(Data contained in a dataset)

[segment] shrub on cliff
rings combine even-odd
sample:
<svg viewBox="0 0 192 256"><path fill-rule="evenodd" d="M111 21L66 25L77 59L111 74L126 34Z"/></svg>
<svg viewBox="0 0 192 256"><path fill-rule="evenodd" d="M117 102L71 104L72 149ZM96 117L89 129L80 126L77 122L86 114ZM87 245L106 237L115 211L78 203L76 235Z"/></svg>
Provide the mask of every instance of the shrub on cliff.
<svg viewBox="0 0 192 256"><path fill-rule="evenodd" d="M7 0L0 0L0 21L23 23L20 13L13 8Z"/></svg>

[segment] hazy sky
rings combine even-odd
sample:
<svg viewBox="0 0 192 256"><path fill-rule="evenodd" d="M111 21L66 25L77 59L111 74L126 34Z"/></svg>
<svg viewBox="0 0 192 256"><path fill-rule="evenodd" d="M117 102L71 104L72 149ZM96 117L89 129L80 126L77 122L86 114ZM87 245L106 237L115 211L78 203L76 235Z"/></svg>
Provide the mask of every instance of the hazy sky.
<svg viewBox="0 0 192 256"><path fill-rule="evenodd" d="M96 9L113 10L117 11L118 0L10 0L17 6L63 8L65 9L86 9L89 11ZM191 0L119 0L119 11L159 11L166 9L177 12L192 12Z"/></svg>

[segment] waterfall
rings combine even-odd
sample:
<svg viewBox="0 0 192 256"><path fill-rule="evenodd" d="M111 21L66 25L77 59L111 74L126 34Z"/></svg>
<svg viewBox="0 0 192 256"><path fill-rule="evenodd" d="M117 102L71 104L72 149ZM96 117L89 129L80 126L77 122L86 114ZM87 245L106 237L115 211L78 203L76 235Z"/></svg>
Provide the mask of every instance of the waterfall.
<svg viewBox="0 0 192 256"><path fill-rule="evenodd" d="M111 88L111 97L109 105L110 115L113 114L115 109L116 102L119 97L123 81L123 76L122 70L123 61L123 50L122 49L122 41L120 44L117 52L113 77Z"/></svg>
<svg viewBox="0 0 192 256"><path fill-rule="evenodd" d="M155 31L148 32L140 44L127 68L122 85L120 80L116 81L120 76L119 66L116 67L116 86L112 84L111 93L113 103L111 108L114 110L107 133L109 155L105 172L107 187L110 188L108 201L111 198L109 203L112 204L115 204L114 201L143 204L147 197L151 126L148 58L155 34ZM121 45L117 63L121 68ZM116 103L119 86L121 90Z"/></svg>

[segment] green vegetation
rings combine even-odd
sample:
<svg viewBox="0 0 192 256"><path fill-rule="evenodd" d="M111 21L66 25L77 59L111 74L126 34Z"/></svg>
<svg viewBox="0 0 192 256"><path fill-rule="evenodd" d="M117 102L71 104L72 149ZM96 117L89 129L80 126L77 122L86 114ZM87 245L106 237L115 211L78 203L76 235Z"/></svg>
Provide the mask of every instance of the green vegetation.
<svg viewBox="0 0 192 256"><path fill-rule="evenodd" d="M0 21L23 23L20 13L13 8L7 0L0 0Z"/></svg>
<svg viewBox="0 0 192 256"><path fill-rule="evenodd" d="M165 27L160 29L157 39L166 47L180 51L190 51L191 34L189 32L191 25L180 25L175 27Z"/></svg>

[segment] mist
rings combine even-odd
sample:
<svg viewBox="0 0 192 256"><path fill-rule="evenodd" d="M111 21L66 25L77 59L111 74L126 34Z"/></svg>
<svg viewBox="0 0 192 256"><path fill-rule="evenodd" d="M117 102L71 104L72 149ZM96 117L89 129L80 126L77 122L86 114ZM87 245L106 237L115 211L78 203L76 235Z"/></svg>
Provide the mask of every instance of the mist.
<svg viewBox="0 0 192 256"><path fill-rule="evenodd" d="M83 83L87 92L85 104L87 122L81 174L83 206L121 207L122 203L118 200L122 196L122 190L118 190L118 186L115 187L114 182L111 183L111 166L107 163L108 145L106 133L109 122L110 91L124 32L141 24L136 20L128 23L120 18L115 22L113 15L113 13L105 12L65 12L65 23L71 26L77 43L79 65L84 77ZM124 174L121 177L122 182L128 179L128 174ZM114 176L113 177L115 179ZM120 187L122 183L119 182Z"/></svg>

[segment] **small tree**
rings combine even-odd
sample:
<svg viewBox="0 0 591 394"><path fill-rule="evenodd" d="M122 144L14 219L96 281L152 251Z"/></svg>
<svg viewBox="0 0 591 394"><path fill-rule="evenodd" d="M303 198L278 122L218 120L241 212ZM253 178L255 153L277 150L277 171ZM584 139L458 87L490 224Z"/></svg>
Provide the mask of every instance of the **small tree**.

> WHAT YOU HAVE TO DO: Repeat all of the data above, character for character, with no changes.

> RESPONSE FOR THIS EXERCISE:
[segment] shrub on cliff
rings combine even-odd
sample:
<svg viewBox="0 0 192 256"><path fill-rule="evenodd" d="M111 21L66 25L77 59L111 74L126 34Z"/></svg>
<svg viewBox="0 0 192 256"><path fill-rule="evenodd" d="M117 102L71 104L72 149ZM96 117L89 129L80 126L77 122L86 114ZM87 245L106 237L115 211L78 203L76 235Z"/></svg>
Provide the mask of every instance of the shrub on cliff.
<svg viewBox="0 0 192 256"><path fill-rule="evenodd" d="M7 0L0 0L0 21L23 23L20 13L13 8Z"/></svg>

[segment] hazy sky
rings combine even-odd
sample:
<svg viewBox="0 0 192 256"><path fill-rule="evenodd" d="M111 21L66 25L77 59L111 74L126 34Z"/></svg>
<svg viewBox="0 0 192 256"><path fill-rule="evenodd" d="M117 102L71 104L72 149ZM96 117L89 129L80 126L77 122L86 114ZM87 245L106 237L115 211L78 203L76 235Z"/></svg>
Provide the mask of every instance of the hazy sky.
<svg viewBox="0 0 192 256"><path fill-rule="evenodd" d="M96 9L113 10L117 11L118 0L10 0L17 6L63 8L65 9L86 9L89 11ZM191 0L119 0L119 11L159 11L166 9L177 12L192 12Z"/></svg>

[segment] waterfall
rings combine even-odd
sample:
<svg viewBox="0 0 192 256"><path fill-rule="evenodd" d="M111 21L66 25L77 59L111 74L126 34Z"/></svg>
<svg viewBox="0 0 192 256"><path fill-rule="evenodd" d="M117 102L71 104L72 149ZM96 117L89 129L80 126L77 122L86 114ZM87 245L106 237L115 211L78 203L76 235Z"/></svg>
Provide the mask of every instance of the waterfall.
<svg viewBox="0 0 192 256"><path fill-rule="evenodd" d="M111 88L111 97L109 105L110 115L113 114L115 109L116 102L119 97L123 81L123 76L122 70L123 61L123 50L122 49L122 41L120 44L117 52L113 77Z"/></svg>
<svg viewBox="0 0 192 256"><path fill-rule="evenodd" d="M155 31L148 32L140 44L127 68L122 85L120 80L116 81L120 76L119 66L116 67L116 86L112 84L111 93L113 103L111 108L114 110L107 133L109 155L105 172L107 187L110 188L108 201L111 198L109 203L112 204L115 204L114 201L143 204L147 197L151 126L148 58L155 34ZM121 45L117 63L121 68ZM116 103L119 86L121 90Z"/></svg>

[segment] green vegetation
rings combine even-odd
sample:
<svg viewBox="0 0 192 256"><path fill-rule="evenodd" d="M111 21L66 25L77 59L111 74L126 34Z"/></svg>
<svg viewBox="0 0 192 256"><path fill-rule="evenodd" d="M117 102L71 104L72 149ZM96 117L89 129L80 126L77 122L86 114ZM87 245L106 237L115 211L78 203L76 235Z"/></svg>
Provide the mask of every instance of the green vegetation.
<svg viewBox="0 0 192 256"><path fill-rule="evenodd" d="M0 21L23 23L20 13L13 8L7 0L0 0Z"/></svg>
<svg viewBox="0 0 192 256"><path fill-rule="evenodd" d="M165 27L160 29L157 39L166 47L180 51L190 51L191 34L189 32L191 25L180 25L175 27Z"/></svg>

[segment] mist
rings combine even-odd
sample:
<svg viewBox="0 0 192 256"><path fill-rule="evenodd" d="M111 21L66 25L77 59L111 74L126 34Z"/></svg>
<svg viewBox="0 0 192 256"><path fill-rule="evenodd" d="M117 102L71 104L72 149ZM96 117L89 129L80 126L77 122L86 114ZM87 245L106 237L115 211L78 203L76 235Z"/></svg>
Provide the mask of every instance of the mist.
<svg viewBox="0 0 192 256"><path fill-rule="evenodd" d="M83 83L87 92L85 104L87 122L81 174L83 206L121 207L122 203L118 200L122 196L122 190L118 190L118 186L115 187L114 182L111 183L111 166L107 163L108 145L106 133L109 122L110 91L124 32L141 24L136 20L128 23L120 18L115 22L113 15L113 13L105 12L65 12L65 23L71 26L77 43L79 65L84 77ZM124 174L121 177L122 182L128 179L128 174ZM114 176L113 177L115 179ZM120 187L122 183L119 182Z"/></svg>

[segment] **small tree**
rings combine even-odd
sample:
<svg viewBox="0 0 591 394"><path fill-rule="evenodd" d="M122 144L14 219L96 281L152 251Z"/></svg>
<svg viewBox="0 0 591 394"><path fill-rule="evenodd" d="M303 198L278 122L218 120L241 212ZM253 178L255 153L277 150L277 171ZM584 139L458 87L490 224Z"/></svg>
Provide the mask of every instance of the **small tree**.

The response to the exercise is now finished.